TEXTE DU DOCUMENT →
####
Deux auteurs seront présents au lancement du festival Terres de Paroles pour évoquer La Part du vrai. Ce sera vendredi 1er octobre à l’historial Jeanne d’Arc à Rouen. Marc Graciano qui signe Le Camp des loges questionne la création. Régis Jauffret aborde autrement ce sujet, notamment l’écriture dans un roman biographique savoureux, Le Dernier Bain de Gustave Flaubert. Il revient sur les moments de la vie de l’écrivain rouennais, invente des souvenirs, donne sa revanche à Emma Bovary. Entretien avec Régis Jauffret.

Est-ce osé de se mettre dans la peau de Gustave Flaubert ?
####
DONNÉES FOURNIES →
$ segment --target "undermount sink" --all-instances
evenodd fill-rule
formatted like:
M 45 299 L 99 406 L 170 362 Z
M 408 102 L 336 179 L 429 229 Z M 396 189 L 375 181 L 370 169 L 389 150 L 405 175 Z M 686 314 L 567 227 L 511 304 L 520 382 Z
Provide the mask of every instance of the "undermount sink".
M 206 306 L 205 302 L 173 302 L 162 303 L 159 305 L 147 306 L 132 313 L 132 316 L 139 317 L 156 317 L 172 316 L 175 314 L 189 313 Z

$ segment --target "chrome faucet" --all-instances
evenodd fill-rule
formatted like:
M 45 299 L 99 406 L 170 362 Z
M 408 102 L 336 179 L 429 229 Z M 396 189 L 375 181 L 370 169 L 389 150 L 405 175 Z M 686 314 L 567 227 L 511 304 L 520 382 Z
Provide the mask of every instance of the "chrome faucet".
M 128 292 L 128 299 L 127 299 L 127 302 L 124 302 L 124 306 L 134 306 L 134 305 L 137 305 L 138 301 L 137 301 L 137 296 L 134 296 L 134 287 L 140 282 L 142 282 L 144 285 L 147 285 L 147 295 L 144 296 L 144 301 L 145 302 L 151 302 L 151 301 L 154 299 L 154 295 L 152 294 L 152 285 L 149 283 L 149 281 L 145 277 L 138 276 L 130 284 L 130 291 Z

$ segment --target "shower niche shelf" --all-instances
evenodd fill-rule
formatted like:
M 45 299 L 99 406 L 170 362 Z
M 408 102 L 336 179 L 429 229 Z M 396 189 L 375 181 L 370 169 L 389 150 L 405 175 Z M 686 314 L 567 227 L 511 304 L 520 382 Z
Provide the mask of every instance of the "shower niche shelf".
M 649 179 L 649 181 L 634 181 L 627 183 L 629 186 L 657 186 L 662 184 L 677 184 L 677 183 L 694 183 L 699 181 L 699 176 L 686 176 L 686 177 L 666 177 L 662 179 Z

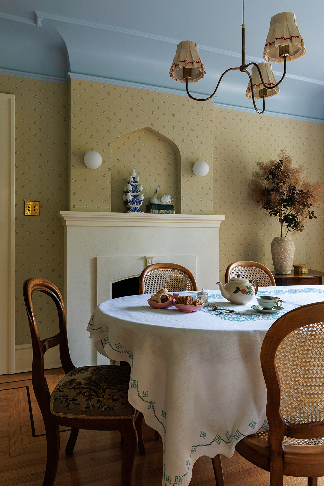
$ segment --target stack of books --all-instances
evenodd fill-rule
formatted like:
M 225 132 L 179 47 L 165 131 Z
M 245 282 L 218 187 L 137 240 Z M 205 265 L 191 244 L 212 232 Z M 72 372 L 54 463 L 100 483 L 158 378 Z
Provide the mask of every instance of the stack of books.
M 174 214 L 174 206 L 172 204 L 147 204 L 146 212 L 154 214 Z

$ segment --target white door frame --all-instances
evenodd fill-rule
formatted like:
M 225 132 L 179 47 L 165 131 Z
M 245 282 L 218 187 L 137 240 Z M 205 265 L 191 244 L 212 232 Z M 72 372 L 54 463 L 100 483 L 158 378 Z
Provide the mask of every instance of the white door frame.
M 0 93 L 0 374 L 15 373 L 15 95 Z

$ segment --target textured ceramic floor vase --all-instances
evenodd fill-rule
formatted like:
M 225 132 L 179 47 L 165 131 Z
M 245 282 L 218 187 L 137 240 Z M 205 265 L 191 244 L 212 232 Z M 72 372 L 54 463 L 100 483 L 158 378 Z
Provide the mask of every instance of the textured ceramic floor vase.
M 279 275 L 289 275 L 295 255 L 295 245 L 289 236 L 275 236 L 271 243 L 271 255 L 274 271 Z

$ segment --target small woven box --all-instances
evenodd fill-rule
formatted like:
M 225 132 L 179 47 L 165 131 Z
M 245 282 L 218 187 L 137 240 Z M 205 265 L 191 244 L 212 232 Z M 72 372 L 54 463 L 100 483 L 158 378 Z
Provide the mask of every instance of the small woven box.
M 294 265 L 294 273 L 307 273 L 308 271 L 308 265 Z

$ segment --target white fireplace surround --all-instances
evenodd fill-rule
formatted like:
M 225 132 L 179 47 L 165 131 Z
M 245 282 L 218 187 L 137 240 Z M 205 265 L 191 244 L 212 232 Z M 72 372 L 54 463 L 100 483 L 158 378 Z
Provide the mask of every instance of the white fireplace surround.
####
EXERCICES PROPOSÉS →
[1] Recopiez à l'identique les lignes des enregistrements, depuis celle qui contient « of books --all-instances » jusqu'à la fin des enregistrements, ces deux bornes comprises.
[2] Prolongez le texte sur le roman de Régis Jauffret consacré à Gustave Flaubert, à partir de sa dernière phrase.

LISTE DES RÉPONSES →
[1]
$ segment --target stack of books --all-instances
evenodd fill-rule
formatted like:
M 225 132 L 179 47 L 165 131 Z
M 245 282 L 218 187 L 137 240 Z M 205 265 L 191 244 L 212 232 Z M 72 372 L 54 463 L 100 483 L 158 378 Z
Provide the mask of every instance of the stack of books.
M 174 214 L 174 206 L 172 204 L 147 204 L 146 212 L 154 214 Z

$ segment --target white door frame --all-instances
evenodd fill-rule
formatted like:
M 225 132 L 179 47 L 165 131 Z
M 245 282 L 218 187 L 137 240 Z M 205 265 L 191 244 L 212 232 Z M 72 372 L 54 463 L 100 483 L 158 378 Z
Provide the mask of every instance of the white door frame.
M 0 93 L 0 374 L 15 373 L 15 95 Z

$ segment --target textured ceramic floor vase --all-instances
evenodd fill-rule
formatted like:
M 225 132 L 179 47 L 165 131 Z
M 245 282 L 218 187 L 137 240 Z M 205 265 L 191 244 L 212 232 Z M 72 372 L 54 463 L 100 483 L 158 378 Z
Provide the mask of every instance of the textured ceramic floor vase.
M 279 275 L 289 275 L 295 255 L 295 245 L 289 236 L 275 236 L 271 243 L 271 255 L 274 271 Z

$ segment --target small woven box --all-instances
evenodd fill-rule
formatted like:
M 225 132 L 179 47 L 165 131 Z
M 245 282 L 218 187 L 137 240 Z M 205 265 L 191 244 L 212 232 Z M 72 372 L 54 463 L 100 483 L 158 378 Z
Provide the mask of every instance of the small woven box.
M 294 265 L 294 273 L 307 273 L 308 271 L 308 265 Z

$ segment --target white fireplace surround --all-instances
evenodd fill-rule
formatted like:
M 225 132 L 179 47 L 165 131 Z
M 245 282 L 218 187 L 137 240 Z M 205 265 L 191 244 L 212 232 Z M 72 372 L 54 463 L 100 483 L 158 378 Z
Provide the mask of every instance of the white fireplace surround.

[2]
Je ne me suis pas posé la question. C’est venu naturellement. Au départ, je voulais écrire une biographie de Flaubert. Mais il y en a tellement. De plus, elles disent toutes la même chose et il n’y a guère la possibilité de recherche. Je ne savais donc pas ce que je pouvais apporter. Cette idée m’a entrainé vers le roman parce que je suis romancier.

Il reste encore beaucoup de mystères sur Flaubert.

Oui, il reste quelques mystères. Notamment sur sa relation avec Élisa Schlesinger, Alfred Le Poittevin, Maxime Du Camp. Des éléments peuvent être interprétés différemment. Il y a aussi beaucoup de poncifs sur Flaubert. Cette phrase, « Madame Bovary, c’est moi », il ne l’aurait en fait pas prononcée. Il reste son amour pour Louise Colet avec qui il a entretenu une correspondance. C’est la partie la plus belle. C’est peut-être là qu’il y a encore des découvertes à faire.

De Flaubert, on parle beaucoup du style, un sujet qui vous anime. Comment le définiriez-vous ?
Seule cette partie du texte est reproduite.